Consigne
Dans le texte sur les mortalités en série dans un élevage, recopiez le passage compris entre "Le vétérinaire Lionel" et "tout autre résultat.", bornes incluses, en remplaçant "vétérinaire" par "praticien".

Texte étudié
>>>>

Mortalité en série, l’origine identifiée par une mission d’expertise

Article réservé aux abonnés.

Les éleveurs soupçonnaient l'eau d'abreuvement des animaux d'être contaminée en amont de l'élevage. Il s'est avéré que l'eau était bien contaminée mais par des matières fécales liées à l'élevage du fait d'un manque d'hygiène. (© Cédric FAIMALI/GFA)

Le vétérinaire Lionel Grisot, tel Sherlock Holmes, est allé, mandaté par un assureur, enquêter dans un élevage à la suite d’un épisode de mortalités en série. Les éleveurs avaient identifié l’eau d’abreuvement, les résultats de l’enquête donneront un tout autre résultat.

Dans le cadre d’une mission mandatée par un assureur, Lionel Grisot, vétérinaire à Frasne (Doubs), est amené à intervenir dans un élevage laitier de moyenne montagne, livrant son lait à une fromagerie utilisant du lait cru pour la production de pâte pressée non cuite. L’élevage a perdu huit veaux et vaches en quatre mois, et six vaches malades également ont, elles, guéri. Les éleveurs considèrent que les maladies et les mortalités sont imputables soit à une mauvaise qualité de l’eau d’adduction fournie par le syndicat des eaux intercommunal, soit à une intoxication provoquée par le système de traitement de l’eau, interne à l’élevage, installé par la fromagerie. Cette dernière avait déjà eu des soucis de qualité sanitaire du lait, préjudiciable à la fabrication des fromages et avait donc installé à ses frais un système de traitement de l’eau pour toute l’exploitation (abreuvement des animaux, salle de traite…). Lionel Grisot intervient alors à l’image d’un Sherlock Holmes pour tenter de comprendre l’origine de ces animaux malades et morts.

Observer les animaux et le bâtiment

En arrivant sur l’exploitation, qui comprend 125 bovins dont une soixantaine de vaches laitières, il observe déjà leur état. Les vaches sont conduites alternativement en pâturage estival et en stabulation libre avec logettes individuelles à la saison hivernale. « D’une manière générale, leur état d’entretien n’est pas optimal tant chez les adultes que chez les jeunes. La plupart d’entre elles présentent un amaigrissement et une conformation très moyenne. Des retards de croissance s’observent chez certains jeunes », constate-t-il. Surtout, il remarque un état de propreté des animaux médiocre, lié à une forte densité par lots et une insuffisance de nettoyage, curage et paillage des locaux. Certaines femelles semblent de visu carencées et anémiées. La production n’est pas à la hauteur de la génétique du troupeau, ce que confirment les éleveurs. Après ce premier constat, le vétérinaire s’est intéressé au bâtiment et, là encore, il soulève un problème de place et d’hygiène. Un seul bâtiment regroupe l’ensemble des animaux. Les vaches laitières et taries sont logées d’un côté de ce bâtiment, comprenant des logettes paillées et des couloirs bétonnés et raclés.

<<<<

Données fournies
>>>>

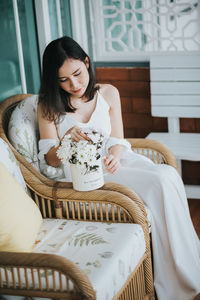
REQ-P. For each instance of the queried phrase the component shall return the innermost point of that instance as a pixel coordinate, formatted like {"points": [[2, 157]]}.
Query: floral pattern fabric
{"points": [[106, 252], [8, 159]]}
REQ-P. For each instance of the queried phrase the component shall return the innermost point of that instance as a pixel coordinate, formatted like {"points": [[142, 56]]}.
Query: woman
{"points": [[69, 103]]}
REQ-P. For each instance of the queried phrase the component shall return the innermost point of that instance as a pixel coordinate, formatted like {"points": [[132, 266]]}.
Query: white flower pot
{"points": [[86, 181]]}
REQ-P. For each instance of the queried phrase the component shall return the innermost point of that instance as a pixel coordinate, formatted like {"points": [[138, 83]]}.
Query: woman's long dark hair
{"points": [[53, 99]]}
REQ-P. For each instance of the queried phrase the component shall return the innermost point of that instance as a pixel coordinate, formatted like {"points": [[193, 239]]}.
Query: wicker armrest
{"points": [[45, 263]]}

<<<<
>>>>

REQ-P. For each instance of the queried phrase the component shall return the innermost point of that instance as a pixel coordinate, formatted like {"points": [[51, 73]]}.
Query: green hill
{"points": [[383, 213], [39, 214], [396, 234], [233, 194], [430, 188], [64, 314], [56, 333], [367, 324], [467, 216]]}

<<<<
>>>>

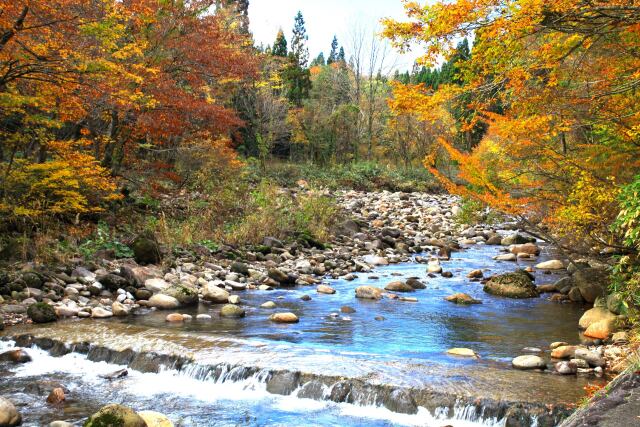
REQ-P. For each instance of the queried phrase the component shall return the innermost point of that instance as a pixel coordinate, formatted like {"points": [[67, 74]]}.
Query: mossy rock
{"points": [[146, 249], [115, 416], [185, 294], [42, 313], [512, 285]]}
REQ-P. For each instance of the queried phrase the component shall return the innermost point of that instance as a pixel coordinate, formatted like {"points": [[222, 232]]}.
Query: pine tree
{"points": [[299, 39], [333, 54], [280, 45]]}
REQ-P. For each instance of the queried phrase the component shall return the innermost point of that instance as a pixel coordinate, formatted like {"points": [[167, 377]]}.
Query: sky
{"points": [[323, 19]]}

<<<<

Votre réponse
Le praticien Lionel Grisot, tel Sherlock Holmes, est allé, mandaté par un assureur, enquêter dans un élevage à la suite d’un épisode de mortalités en série. Les éleveurs avaient identifié l’eau d’abreuvement, les résultats de l’enquête donneront un tout autre résultat.